### The problem
Exactly reproduce the line containing "face in the photo above." together with every line after it, through the end of the entries, and give nothing more.

[start of Materials provided]

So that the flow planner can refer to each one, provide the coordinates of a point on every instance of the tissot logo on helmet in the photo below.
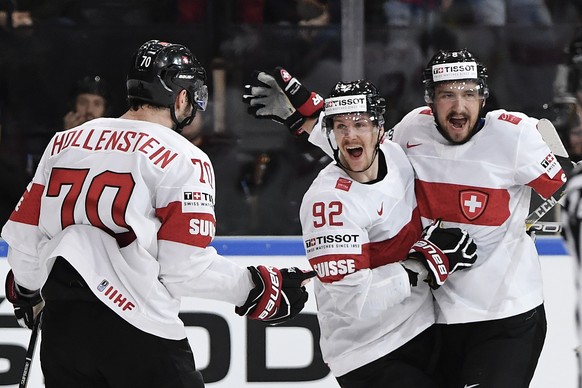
(454, 71)
(345, 104)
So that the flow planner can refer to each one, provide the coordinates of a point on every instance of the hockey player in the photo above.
(359, 219)
(477, 174)
(115, 228)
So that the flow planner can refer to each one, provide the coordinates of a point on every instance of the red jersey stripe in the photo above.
(463, 204)
(28, 209)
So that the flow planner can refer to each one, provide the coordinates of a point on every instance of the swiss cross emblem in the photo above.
(473, 203)
(343, 184)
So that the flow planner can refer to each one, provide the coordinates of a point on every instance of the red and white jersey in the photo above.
(355, 236)
(130, 204)
(484, 186)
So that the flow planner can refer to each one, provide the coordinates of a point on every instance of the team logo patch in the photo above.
(196, 201)
(473, 203)
(454, 71)
(343, 184)
(551, 165)
(509, 118)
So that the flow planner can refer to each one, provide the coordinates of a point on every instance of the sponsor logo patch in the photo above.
(346, 104)
(343, 184)
(454, 71)
(551, 165)
(195, 201)
(333, 243)
(509, 118)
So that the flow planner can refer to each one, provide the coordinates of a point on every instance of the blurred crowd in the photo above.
(55, 74)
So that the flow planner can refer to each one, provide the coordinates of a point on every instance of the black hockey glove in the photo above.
(282, 98)
(278, 295)
(443, 251)
(27, 304)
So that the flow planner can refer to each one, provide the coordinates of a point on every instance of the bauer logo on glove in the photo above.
(443, 251)
(278, 296)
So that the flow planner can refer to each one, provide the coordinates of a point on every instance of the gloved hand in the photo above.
(278, 295)
(443, 251)
(282, 98)
(27, 304)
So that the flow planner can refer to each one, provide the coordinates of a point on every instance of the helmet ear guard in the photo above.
(359, 96)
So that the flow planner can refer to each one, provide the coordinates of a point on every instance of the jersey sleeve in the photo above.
(23, 234)
(537, 166)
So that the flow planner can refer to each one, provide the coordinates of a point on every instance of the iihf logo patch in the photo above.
(104, 283)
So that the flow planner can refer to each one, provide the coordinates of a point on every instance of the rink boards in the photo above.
(233, 352)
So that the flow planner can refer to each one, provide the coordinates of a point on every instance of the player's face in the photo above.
(457, 105)
(356, 137)
(91, 106)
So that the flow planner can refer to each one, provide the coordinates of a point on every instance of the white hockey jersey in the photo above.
(484, 186)
(355, 234)
(130, 204)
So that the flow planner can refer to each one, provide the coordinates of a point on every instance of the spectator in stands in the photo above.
(90, 100)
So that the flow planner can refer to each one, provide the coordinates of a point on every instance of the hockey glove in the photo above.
(443, 251)
(282, 98)
(27, 304)
(278, 295)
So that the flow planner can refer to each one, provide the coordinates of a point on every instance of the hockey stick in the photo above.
(552, 139)
(30, 351)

[end of Materials provided]

### Finished exercise
So that the flow planner can refer to each one, provide the coordinates of a point on every instance of the player's face in the photo above.
(457, 105)
(356, 137)
(91, 106)
So that the flow planner can refer to each one, provide the coordinates of a point on every instance of the white hockey jersey in the photo above.
(484, 186)
(355, 234)
(130, 204)
So that the flow planner can refer to each one, provide the coordinates of a point on every instance of the spectator in stands in the photo above.
(90, 100)
So that the flow planner can refer to each one, provide the coordinates of a point on every instance of the hockey glove in the photo above.
(443, 251)
(282, 98)
(27, 304)
(278, 295)
So that the flow planner can refer to each one, provide the coordinates of a point on every instance of the hockey stick in the photo above.
(552, 139)
(30, 351)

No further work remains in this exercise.